Supplied text:
It also speaks rather negatively of Mack’s career path as an actress and model — a path the document says Mack’s mother established for her from a young age. (Her father was a professional opera singer.)

“It is no secret that the life of a child performer can involve experiences, and create stresses, that impact development,” the document reads. It asserts that Mack saw her family only “intermittently” during the filming of “Smallville, but significant portions of the document are blacked out and thus obscure many details of her life.

“Despite the material and professional success that Ms. Mack had achieved in her acting career, Ms. Mack was plagued by feelings of hollowness and a lack of purpose,” the memorandum says.

According to the document, Mack became involved with NXIVM while still part of the “Smallville” cast. When the show ended, she moved to New York City, then to the Albany, N.Y. area where Raniere lived and NXIVM was headquartered.

Keith Raniere

“However, Ms. Mack’s family soon began to see troubling changes,” the memorandum asserts.  “As related by her brother . . . Ms. Mack appeared physically depleted by her lifestyle in Nxivm.  This only became more pronounced as time went on.”

Her brother related the following story — which is now contained in the sentencing recommendation:

In 2016, she came to our house for Thanksgiving dinner claiming that she was on day 7 of a ten day cleanse and ate absolutely nothing. She was almost in a daze the whole time. She would often absent herself to have a phone or video call with her “people” in New York. While she acted caring and loving, it was clear that she was in an unhealthy situation that was taking a toll on her.

Here, Mack’s attorneys again blame Raniere as the more culpable culprit, citing many details from a pre-sentence investigation report:

By 2016, there was a very specific reason for Ms. Mack’s deteriorating condition. The prior year, Raniere had created an organization called “Dominus Obsequious Sororium,” or DOS for short, which is bastardized Latin intended to mean “Master of the Obedient Female Companions.” DOS was comprised of female members, except for Raniere (whose involvement was to remain secret from Nxivm and anyone outside of the original group of DOS members he recruited), who constructed the organization to his own specifications to create modern-day harem for himself. The system created by Raniere set up so-called “masters” and so- called “slaves” recruited to join the organization.

[Part of the conclusion of the paragraph is blacked out in the public docket, but the description continues.]

At its conception, Ms. Mack (wrongly) understood DOS to be an organization designed to empower women. As more people became involved in DOS, however, Raniere’s demands and directives to his “slaves” increased and became depraved and sadistic. One of those directives was for initiates to provide an ever-increasing amount of “collateral” to DOS, in the form of compromising photos, videos, or written confessions (both true and false) of damaging facts. This “collateral” was meant to demonstrate an initiate’s commitment to the organization. Ms. Mack herself was compelled to provide collateral to Raniere, thus handing Raniere a cudgel that could be wielded to keep her in line. Upon Ms. Mack’s delivery of collateral, Raniere had thus obtained control over Ms. Mack, and used that control to impose his will on her and others in DOS.

The tasks:
• A. Please reproduce the Mack article from "By 2016, there" through "join the organization.", inclusive, substituting "society" for "organization".
• B. According to the Mack article, where did Mack move once "Smallville" ended?
• C. Extend the Mack article with the passage that follows its final sentence.

Stored rows:

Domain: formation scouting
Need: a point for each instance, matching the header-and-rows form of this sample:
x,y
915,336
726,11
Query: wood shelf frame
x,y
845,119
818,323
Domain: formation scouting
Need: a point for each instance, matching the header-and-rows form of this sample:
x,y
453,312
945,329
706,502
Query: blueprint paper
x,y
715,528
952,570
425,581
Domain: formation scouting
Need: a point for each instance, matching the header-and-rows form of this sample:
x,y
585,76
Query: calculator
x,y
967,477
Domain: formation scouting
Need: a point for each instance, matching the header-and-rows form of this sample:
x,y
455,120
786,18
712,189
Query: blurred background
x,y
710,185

Answers given:
• A.
By 2016, there was a very specific reason for Ms. Mack’s deteriorating condition. The prior year, Raniere had created an society called “Dominus Obsequious Sororium,” or DOS for short, which is bastardized Latin intended to mean “Master of the Obedient Female Companions.” DOS was comprised of female members, except for Raniere (whose involvement was to remain secret from Nxivm and anyone outside of the original group of DOS members he recruited), who constructed the society to his own specifications to create modern-day harem for himself. The system created by Raniere set up so-called “masters” and so- called “slaves” recruited to join the society.

• B. She moved to New York City, then to the Albany, N.Y. area.

• C.
“Her brainwashing complete, Ms. Mack acquiesced in Raniere’s sick fantasies and, to her unending regret, became a ‘master’ as well as Raniere’s ‘slave,'” the document continues.  “The fact that Raniere was able to turn Ms. Mack into an agent of trauma is appalling, but consistent with the structure and function of cults like Nxivm.”

Again, Mack’s attorneys turned up the heat on Raniere — all while expressing regret over what occurred:

In pleading guilty in this matter, Ms. Mack acknowledged the wrongs and trauma inflicted on Jane Does 5 and 8 which resulted from her involvement with Raniere, whether through Nxivm, DOS, or both. The activities that Ms. Mack was involved in are set forth at length in the PSR and the Government’s sentencing submission, they were described at the trial of Raniere; Ms. Mack does not dispute or reprise them here.1 Now that the blinders of the Nxivm cult have been removed, Ms. Mack recognizes that her actions were abhorrent. The Allison Mack of today barely recognizes who she was during those dark times.

Mack’s attorneys say she perceives her arrest on April 20, 2018 in Brooklyn as “the best thing that could have happened to her at that time.”

“Ms. Mack told the government everything she knew about Raniere, his co-conspirators, and the organization he had created,” the memorandum says.

A friend provided these words to describe what Mack’s attorneys call her “transformation” into a a person who “does not recognize the Allison Mack of three years ago”:

She has fought tenaciously for all of this. I have watched her sit in the sorrow and experience the waves of pain over all the things she cannot change. I have held her hand as she has wept in remorse, realizing her disillusionment with Keith [Raniere] and all that she participated in.

The memorandum also favorably describes Mack’s divorce from Nicki Clyne, a NXIVM and DOS member “whom [Mack] married at Raniere’s request in order to obtain a favorable immigration status for Ms. Clyne.”

Again, from the memorandum:

The marriage represents another example of the now-incomprehensible lack of judgment Ms. Mack displayed during her time in DOS, and another action about which she is deeply remorseful. In addition to rectifying the fraud, Ms. Mack felt strongly about severing ties with Ms. Clyne because of Ms. Clyne’s continued outspoken support for Mr. Raniere, who Ms. Mack whole-heartedly rejects.

The core argument in favor of zero jail time concludes as such — again while bashing Raniere:

For more than a decade, Ms. Mack put her trust in a depraved manipulator, and let herself be indoctrinated. Ms. Mack knows that she has committed grave wrongs as part of her association with Raniere. She will be forever remorseful for her failings during that dark time. However, as set forth above, the arc of Ms. Mack’s life is now trending in a positive direction, towards truth, healing, education, and family. As a result, we respectfully submit that the Allison Mack standing before the Court at her sentencing hearing should receive a sentence that accounts for the progress she has made in charting this new path.

What follows in the document is a cross-section of the laws and cases which govern sentencing proceedings in criminal matters. Therein, Mack’s attorneys argue, in part, that a prison term is not necessary to support the aims and goals of federal sentencing law because — to quote Mack’s mother — the defendant “was hounded and publicly humiliated by the media” and the “shame she felt was crushing her soul.” That, Mack’s attorneys say, “has already inflicted grievous punishment,” and a prison term — according to them — is therefore not necessary.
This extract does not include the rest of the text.